Selection:
Fact Friday 103 - The Business District Transformation Pt. 1
Share
Happy Friday!
The history of Charlotte's Center City area is largely a story of what is no longer there. The grid of straight streets that lies within today's innermost expressway loop was the whole of Charlotte less than one hundred years ago. Today it contains a cluster of skyscrapers, three dozen residential blocks, and a vast area of vacant land with only scattered buildings. This essay will trace the Center City's development, then look at the significant pre-World War II structures remaining in each of the area's four wards.
The Center City has experienced three distinct development phases as Charlotte has grown from a village to a town to a major city. In the first phase, the area was the entire village. It was what geographers term a "walking city," arranged for easy pedestrian movement with the richest residents living the shortest walk to the commercial core. This era lasted from settlement in 1753 through the 1880s.
In 1891 the new electric trolley system transformed Charlotte into a "streetcar city" with new suburbs surrounding the old village. In the old Center City the commercial core expanded, clustered around the trolley crossroads at Independence Square. Residence continued to be important, and the area continued to grow in population, but now the wealthy moved outward to the suburbs and the middle class and poor moved inward.
In the 1930s and 1940s the automobile replaced the trolley as Charlotte's prime people mover, and the Center City changed again. Cars could go anywhere, and in the decades following the Second World War the old trolley crossroads diminished in importance. Commercial and office uses scattered to inexpensive suburban land. Public and private demolition in the 1960s and 1970s cleared almost all the houses and small stores in the name of "renewal." By the 1980s, half of Charlotte's residents never regularly visited the Center City.
The Center City's history begins with Trade and Tryon streets, the original Indian paths whose junction inspired the village's settlement. They became the Center City's main arteries, crossing at Independence Square near the center of the grid. The first one hundred acres of blocks around the square were laid out under the direction of Charlotte founder Thomas Polk in the 1760s. The blocks were nearly square, each about 400 feet long on a side. Polk's grid was set at an unusual 45-degree angle to the points of the compass to conform to the routes of the existing Indian trails.

Dataset entries:
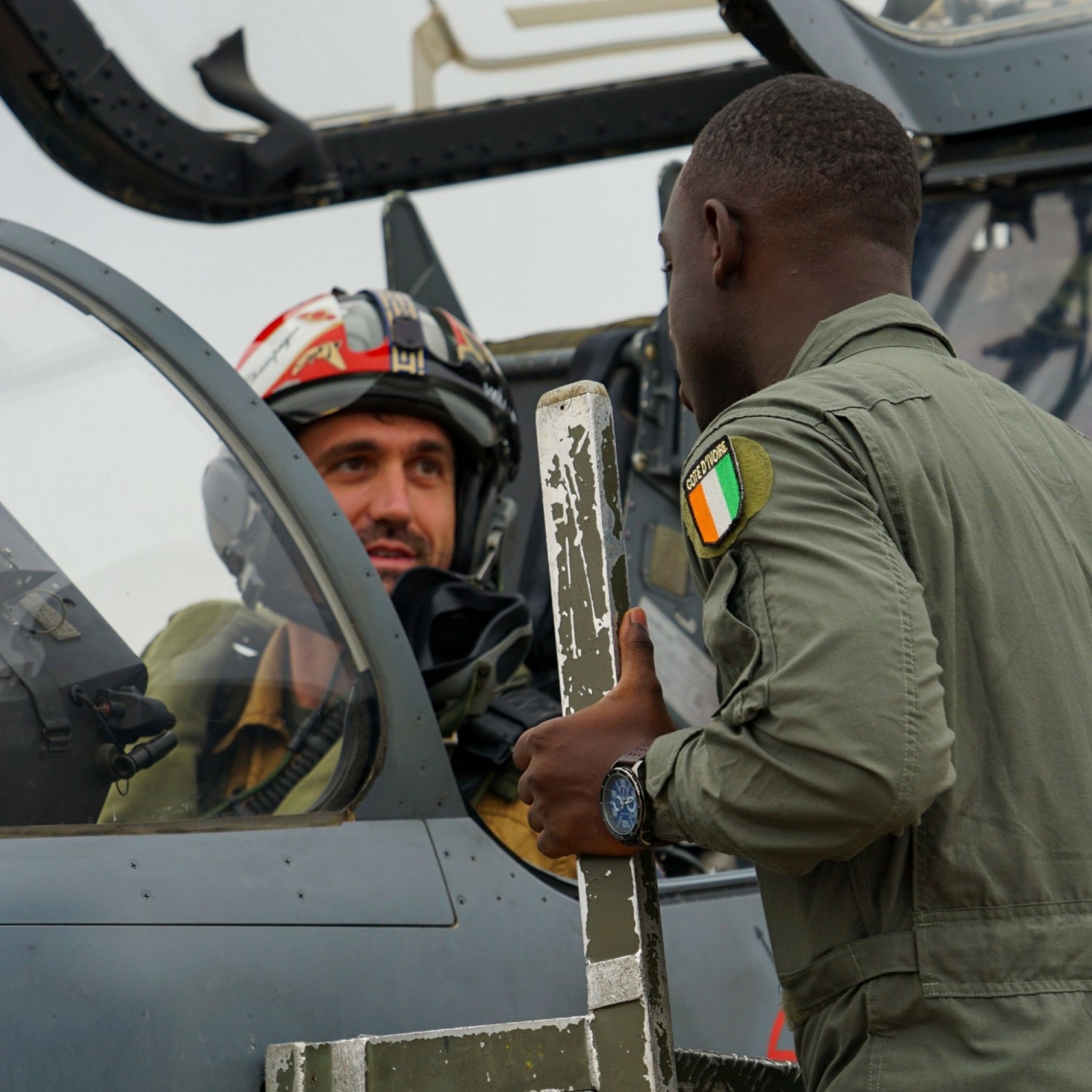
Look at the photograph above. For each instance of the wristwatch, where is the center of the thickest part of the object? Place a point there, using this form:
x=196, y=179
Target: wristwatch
x=626, y=807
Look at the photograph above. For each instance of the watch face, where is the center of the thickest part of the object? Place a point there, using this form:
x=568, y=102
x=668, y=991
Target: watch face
x=622, y=804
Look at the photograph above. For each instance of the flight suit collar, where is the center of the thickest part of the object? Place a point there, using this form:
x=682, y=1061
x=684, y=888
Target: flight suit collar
x=877, y=323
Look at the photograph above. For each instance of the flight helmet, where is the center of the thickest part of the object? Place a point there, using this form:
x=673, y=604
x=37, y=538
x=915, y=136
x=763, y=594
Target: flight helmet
x=380, y=352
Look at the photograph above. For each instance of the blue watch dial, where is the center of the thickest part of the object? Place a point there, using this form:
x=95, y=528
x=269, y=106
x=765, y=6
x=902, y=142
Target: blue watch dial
x=622, y=805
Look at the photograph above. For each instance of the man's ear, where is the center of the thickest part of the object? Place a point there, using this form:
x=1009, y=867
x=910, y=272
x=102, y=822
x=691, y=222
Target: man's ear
x=724, y=234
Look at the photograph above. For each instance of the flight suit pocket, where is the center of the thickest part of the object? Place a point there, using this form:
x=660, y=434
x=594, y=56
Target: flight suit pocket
x=737, y=635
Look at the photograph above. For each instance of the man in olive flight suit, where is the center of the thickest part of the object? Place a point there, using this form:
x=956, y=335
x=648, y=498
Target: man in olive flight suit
x=895, y=553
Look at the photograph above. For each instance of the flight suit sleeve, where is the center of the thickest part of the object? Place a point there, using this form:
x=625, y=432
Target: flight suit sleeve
x=831, y=731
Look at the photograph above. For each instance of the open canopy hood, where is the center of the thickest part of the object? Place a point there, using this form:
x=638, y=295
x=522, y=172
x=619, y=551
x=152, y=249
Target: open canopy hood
x=991, y=87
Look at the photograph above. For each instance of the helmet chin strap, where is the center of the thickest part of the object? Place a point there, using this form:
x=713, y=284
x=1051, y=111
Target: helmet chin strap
x=502, y=517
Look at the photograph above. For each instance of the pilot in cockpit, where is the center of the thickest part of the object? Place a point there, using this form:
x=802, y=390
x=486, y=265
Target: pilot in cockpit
x=411, y=424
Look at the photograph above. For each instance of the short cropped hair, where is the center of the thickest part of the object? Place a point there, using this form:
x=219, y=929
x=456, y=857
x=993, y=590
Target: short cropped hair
x=814, y=146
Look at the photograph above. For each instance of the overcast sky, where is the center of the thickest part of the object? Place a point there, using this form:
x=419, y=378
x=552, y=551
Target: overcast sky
x=558, y=248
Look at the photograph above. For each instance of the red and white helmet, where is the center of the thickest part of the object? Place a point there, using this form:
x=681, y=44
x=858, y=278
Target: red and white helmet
x=381, y=352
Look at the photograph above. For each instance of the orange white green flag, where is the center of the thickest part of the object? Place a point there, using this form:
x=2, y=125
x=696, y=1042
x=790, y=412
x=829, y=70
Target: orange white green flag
x=714, y=493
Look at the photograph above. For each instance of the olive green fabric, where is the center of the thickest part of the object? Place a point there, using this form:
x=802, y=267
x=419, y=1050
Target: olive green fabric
x=202, y=665
x=902, y=639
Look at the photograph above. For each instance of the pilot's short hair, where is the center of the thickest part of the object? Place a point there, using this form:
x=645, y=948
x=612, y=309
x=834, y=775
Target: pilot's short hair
x=812, y=146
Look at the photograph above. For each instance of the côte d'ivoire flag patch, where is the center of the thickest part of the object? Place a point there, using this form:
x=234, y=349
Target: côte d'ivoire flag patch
x=714, y=493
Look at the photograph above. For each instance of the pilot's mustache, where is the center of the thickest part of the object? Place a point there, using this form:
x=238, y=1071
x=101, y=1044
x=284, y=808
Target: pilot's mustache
x=417, y=543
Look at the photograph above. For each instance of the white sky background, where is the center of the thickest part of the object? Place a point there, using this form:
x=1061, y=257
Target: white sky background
x=116, y=499
x=559, y=248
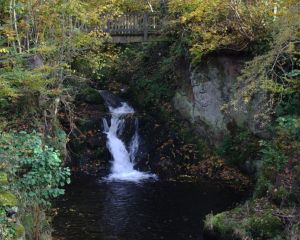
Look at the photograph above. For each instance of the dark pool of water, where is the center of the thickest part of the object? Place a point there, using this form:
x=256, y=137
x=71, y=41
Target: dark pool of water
x=146, y=211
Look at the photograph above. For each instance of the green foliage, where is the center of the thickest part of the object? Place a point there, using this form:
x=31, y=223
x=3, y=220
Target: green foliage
x=249, y=221
x=239, y=147
x=35, y=167
x=233, y=25
x=265, y=226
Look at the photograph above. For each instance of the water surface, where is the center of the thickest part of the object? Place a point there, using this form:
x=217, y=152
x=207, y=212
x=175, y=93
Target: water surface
x=151, y=210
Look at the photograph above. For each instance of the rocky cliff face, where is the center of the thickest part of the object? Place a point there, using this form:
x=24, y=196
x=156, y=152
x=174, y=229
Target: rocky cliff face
x=208, y=93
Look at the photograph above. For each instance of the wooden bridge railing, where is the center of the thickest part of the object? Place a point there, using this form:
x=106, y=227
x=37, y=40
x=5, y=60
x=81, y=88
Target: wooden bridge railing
x=133, y=24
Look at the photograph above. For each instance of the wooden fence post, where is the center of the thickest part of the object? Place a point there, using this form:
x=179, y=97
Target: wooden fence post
x=145, y=21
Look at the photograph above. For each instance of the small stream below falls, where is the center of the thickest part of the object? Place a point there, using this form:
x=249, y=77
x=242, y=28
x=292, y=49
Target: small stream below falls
x=128, y=204
x=151, y=210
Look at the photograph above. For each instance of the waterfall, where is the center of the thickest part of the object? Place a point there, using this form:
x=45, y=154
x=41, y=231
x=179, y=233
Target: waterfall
x=123, y=156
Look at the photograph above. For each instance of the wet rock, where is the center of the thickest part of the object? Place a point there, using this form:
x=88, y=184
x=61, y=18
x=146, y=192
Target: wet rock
x=110, y=99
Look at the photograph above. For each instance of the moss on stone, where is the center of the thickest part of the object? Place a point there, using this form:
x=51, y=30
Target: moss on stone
x=20, y=231
x=90, y=95
x=7, y=199
x=253, y=220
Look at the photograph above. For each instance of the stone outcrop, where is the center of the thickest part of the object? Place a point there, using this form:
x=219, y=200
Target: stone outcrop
x=207, y=96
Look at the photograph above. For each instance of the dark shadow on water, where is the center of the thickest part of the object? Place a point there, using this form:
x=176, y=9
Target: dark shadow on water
x=138, y=211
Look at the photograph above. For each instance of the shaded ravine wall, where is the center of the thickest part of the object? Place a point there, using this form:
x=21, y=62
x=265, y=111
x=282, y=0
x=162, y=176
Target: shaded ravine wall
x=211, y=98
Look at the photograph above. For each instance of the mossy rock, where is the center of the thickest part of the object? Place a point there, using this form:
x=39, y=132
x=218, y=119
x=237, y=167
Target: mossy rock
x=20, y=231
x=7, y=199
x=220, y=226
x=265, y=226
x=3, y=178
x=91, y=96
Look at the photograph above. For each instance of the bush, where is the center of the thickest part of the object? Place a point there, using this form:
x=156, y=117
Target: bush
x=264, y=227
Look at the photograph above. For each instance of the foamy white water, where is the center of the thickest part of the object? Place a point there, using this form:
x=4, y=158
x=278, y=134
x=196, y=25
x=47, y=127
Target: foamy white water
x=123, y=158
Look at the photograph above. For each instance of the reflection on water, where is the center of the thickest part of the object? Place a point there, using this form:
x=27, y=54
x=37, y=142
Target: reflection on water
x=137, y=211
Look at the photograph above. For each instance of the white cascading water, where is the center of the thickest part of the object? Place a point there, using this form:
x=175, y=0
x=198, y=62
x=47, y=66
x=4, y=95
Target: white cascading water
x=123, y=158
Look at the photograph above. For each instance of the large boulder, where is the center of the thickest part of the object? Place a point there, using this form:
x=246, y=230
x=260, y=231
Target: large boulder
x=207, y=94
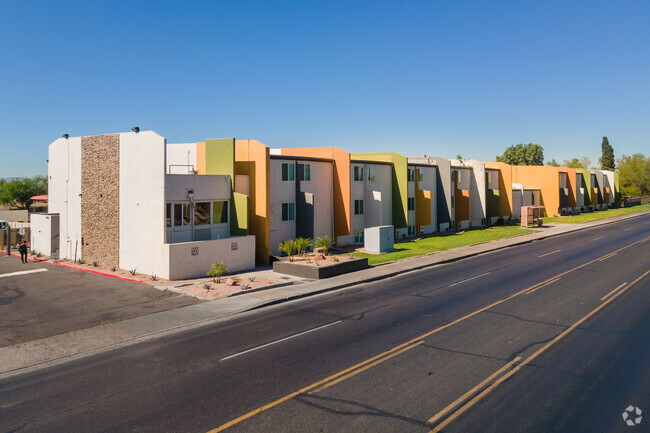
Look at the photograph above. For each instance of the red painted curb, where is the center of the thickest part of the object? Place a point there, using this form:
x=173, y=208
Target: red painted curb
x=81, y=269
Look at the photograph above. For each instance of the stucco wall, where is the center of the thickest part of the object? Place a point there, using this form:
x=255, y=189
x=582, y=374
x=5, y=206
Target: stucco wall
x=64, y=192
x=142, y=201
x=193, y=259
x=100, y=186
x=181, y=158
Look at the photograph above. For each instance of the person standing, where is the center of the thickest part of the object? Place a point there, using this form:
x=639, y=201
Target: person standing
x=22, y=247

Tasks and exercises:
- 1) Answer these questions from the Center City essay:
(a) In what year did the electric trolley system arrive in Charlotte?
(b) Under whose direction were the first one hundred acres of blocks around Independence Square laid out?
(c) About how long was each block of the original grid on a side?
- 2) According to the Center City essay, what does the area within today's innermost expressway loop contain? List every item it names.
- 3) Reproduce word for word the passage of the Center City essay starting at "The Center City has" and ending at "through the 1880s.".

Task-by-task results:
- 1)
(a) 1891
(b) Charlotte founder Thomas Polk
(c) About 400 feet

- 2)
- A cluster of skyscrapers
- Three dozen residential blocks
- A vast area of vacant land with only scattered buildings

- 3)
The Center City has experienced three distinct development phases as Charlotte has grown from a village to a town to a major city. In the first phase, the area was the entire village. It was what geographers term a "walking city," arranged for easy pedestrian movement with the richest residents living the shortest walk to the commercial core. This era lasted from settlement in 1753 through the 1880s.